Consigne >> Dans l'extrait sur les femmes députées en Côte d'Ivoire, recopiez à l'identique le passage qui va de « Dans la précédente » jusqu'à « cette responsabilité aujourd’hui. ».

Extrait source >>
Le nombre de femmes élues députées à un petit peu progressé. Mais ce qui est frappant, c’est que la présence des femmes à des postes de responsabilité a nettement reculé. Incursion dans un Hémicycle très dominé par les hommes à tous les niveaux.
La Côte d’Ivoire est l’un des pays les plus mal classés au niveau des indicateurs sur l’équité des genres dans les assemblées élues. 43ème sur 52 pays africains selon la Banque africaine de développement et 171ème sur 188 pour les Nations Unies. Si les 11% d’élues au parlement sont loin de la parité, c’est la représentativité accordée aux femmes qui suscite la curiosité. Le contraste est saisissant !
Dans la précédente législature, le premier vice-président était une femme (Sarah Sako Fadiga) contre un homme qui occupe le poste de vice-président actuellement. Même si on a 4 vice-présidentes contre 3 auparavant. Des femmes présidaient 3 commissions permanentes sur les 6 : Affoussiata Bamba-Lamine (RDR) à la Commission des affaires générales et institutionnelles avant d’être nommée ministre en novembre 2012, Emilienne Boby Assa (PDCI) à la Commission des relations extérieures et Clarisse Kayo (UDPCI) à la Commission de la recherche, de la science, de la technologie et de l’environnement). Il n’y a aucune femme à cette responsabilité aujourd’hui.
« Quand on fait la proportionnelle, 29 femmes sur 255 députés, quelle représentation on veut des femmes, quelle égalité on veut ? », s’interroge Abdoulaye Sidibé, président de la Commission des affaires générales et institutionnelles (CAGI).
Pourtant, le nombre de femmes parlementaires a progressé. On est passé de 25 élues en 2011 à 29 en 2016. Le constat est clair : c’est un retour en arrière difficile à expliquer au moment la Côte d’Ivoire s’est dotée d’une constitution en novembre 2016, soit un mois avant les dernières élections législatives, qui stipule que l’Etat œuvre à la promotion des droits politiques de la femme en augmentant ses chances d’accès à la représentation dans les assemblées élues.

Lignes de données >>
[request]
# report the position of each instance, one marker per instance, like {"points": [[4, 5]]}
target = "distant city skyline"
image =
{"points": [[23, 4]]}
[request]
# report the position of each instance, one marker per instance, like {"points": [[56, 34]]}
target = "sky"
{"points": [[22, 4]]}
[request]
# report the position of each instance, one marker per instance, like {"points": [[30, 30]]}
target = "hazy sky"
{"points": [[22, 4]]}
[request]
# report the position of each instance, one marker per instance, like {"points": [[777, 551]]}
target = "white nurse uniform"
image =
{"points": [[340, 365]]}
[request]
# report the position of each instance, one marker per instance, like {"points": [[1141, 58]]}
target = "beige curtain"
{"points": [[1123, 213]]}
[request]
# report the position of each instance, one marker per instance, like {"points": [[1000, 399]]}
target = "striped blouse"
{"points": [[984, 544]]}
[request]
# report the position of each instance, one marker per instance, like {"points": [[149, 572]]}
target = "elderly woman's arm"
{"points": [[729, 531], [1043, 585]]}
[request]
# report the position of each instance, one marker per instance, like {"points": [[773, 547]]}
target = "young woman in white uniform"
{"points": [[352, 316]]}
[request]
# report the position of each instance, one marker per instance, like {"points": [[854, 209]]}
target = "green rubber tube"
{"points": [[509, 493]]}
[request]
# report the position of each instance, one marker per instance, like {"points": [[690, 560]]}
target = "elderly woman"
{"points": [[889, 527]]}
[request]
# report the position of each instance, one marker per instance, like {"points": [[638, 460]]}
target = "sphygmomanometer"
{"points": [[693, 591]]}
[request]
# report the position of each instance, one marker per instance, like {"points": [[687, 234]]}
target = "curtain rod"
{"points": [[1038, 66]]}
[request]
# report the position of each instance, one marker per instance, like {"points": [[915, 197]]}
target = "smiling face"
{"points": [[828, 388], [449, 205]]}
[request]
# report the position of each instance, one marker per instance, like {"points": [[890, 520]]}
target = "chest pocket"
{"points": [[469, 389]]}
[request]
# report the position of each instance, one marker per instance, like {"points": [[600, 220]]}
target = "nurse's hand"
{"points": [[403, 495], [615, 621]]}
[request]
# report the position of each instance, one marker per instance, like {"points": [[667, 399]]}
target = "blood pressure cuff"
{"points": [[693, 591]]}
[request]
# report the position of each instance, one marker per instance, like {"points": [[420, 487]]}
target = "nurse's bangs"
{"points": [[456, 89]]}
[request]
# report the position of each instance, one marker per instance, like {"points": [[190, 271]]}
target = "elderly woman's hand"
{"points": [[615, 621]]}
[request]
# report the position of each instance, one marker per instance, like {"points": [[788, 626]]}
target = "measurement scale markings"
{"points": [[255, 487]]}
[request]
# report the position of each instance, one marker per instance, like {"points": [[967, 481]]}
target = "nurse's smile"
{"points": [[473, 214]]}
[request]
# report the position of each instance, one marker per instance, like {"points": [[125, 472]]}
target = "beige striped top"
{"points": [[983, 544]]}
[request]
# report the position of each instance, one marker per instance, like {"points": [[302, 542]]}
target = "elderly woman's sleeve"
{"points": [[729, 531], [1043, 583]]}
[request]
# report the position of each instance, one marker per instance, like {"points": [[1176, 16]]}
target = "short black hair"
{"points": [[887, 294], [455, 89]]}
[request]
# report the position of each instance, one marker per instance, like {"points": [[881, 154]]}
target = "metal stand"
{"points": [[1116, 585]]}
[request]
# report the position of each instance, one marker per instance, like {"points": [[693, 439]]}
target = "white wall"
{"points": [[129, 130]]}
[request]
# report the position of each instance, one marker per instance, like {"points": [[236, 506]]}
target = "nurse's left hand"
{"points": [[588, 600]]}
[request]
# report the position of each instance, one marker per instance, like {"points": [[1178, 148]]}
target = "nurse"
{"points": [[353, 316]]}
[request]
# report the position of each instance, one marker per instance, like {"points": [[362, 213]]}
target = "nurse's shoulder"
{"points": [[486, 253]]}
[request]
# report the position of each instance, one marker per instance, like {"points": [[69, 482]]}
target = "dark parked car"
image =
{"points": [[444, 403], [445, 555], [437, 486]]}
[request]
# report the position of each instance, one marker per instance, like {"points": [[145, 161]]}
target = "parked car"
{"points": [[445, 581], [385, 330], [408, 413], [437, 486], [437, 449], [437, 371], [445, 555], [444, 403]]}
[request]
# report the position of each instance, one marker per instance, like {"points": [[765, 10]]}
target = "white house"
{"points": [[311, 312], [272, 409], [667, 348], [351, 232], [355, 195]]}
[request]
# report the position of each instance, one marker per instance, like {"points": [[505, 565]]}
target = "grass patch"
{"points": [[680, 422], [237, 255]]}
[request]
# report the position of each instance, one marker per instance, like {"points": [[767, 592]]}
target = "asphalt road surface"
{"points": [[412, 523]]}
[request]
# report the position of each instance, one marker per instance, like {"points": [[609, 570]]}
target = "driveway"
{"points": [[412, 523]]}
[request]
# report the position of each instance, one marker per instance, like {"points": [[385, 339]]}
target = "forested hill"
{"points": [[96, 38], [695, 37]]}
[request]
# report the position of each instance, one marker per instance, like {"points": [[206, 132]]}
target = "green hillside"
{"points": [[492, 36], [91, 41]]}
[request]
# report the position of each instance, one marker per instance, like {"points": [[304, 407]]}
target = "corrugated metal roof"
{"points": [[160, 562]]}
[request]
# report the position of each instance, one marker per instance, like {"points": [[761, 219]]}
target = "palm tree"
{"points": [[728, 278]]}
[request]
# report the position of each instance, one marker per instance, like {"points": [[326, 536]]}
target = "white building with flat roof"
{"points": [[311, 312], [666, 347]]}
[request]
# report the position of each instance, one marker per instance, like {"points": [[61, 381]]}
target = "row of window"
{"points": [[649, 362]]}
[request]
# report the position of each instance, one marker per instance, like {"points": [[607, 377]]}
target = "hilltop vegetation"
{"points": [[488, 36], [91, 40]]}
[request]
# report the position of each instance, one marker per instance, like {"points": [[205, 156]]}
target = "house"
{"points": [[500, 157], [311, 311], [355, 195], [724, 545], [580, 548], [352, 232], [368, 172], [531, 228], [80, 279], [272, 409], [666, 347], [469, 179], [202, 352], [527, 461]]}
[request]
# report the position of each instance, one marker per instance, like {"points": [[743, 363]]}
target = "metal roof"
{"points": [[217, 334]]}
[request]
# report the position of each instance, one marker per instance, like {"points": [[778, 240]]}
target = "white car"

Réponse au problème >>
Dans la précédente législature, le premier vice-président était une femme (Sarah Sako Fadiga) contre un homme qui occupe le poste de vice-président actuellement. Même si on a 4 vice-présidentes contre 3 auparavant. Des femmes présidaient 3 commissions permanentes sur les 6 : Affoussiata Bamba-Lamine (RDR) à la Commission des affaires générales et institutionnelles avant d’être nommée ministre en novembre 2012, Emilienne Boby Assa (PDCI) à la Commission des relations extérieures et Clarisse Kayo (UDPCI) à la Commission de la recherche, de la science, de la technologie et de l’environnement). Il n’y a aucune femme à cette responsabilité aujourd’hui.